Brief: Render the items from the line with "Question. Place one point on every instance of the dried" to the line with "x=289 y=164" as a numbered list, leaving out blank lines.

Data extract:
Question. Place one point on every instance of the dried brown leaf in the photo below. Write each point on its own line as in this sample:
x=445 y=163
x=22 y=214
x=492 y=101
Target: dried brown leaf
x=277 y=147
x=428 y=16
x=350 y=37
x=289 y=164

==

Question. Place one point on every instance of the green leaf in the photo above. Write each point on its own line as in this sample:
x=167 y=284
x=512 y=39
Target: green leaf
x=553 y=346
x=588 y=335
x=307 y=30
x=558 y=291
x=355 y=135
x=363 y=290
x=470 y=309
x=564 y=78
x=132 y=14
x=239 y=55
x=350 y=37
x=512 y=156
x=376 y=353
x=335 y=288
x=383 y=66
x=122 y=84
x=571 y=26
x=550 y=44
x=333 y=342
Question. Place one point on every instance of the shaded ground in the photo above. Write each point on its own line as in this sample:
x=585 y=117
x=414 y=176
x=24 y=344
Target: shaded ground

Solution below:
1. Question. Place one point on every instance of the dried brown leaf in the photo below. Write each point on its own line as in this sample:
2. x=445 y=163
3. x=22 y=214
4. x=492 y=101
5. Target: dried brown leaf
6. x=277 y=147
7. x=428 y=16
8. x=350 y=37
9. x=289 y=164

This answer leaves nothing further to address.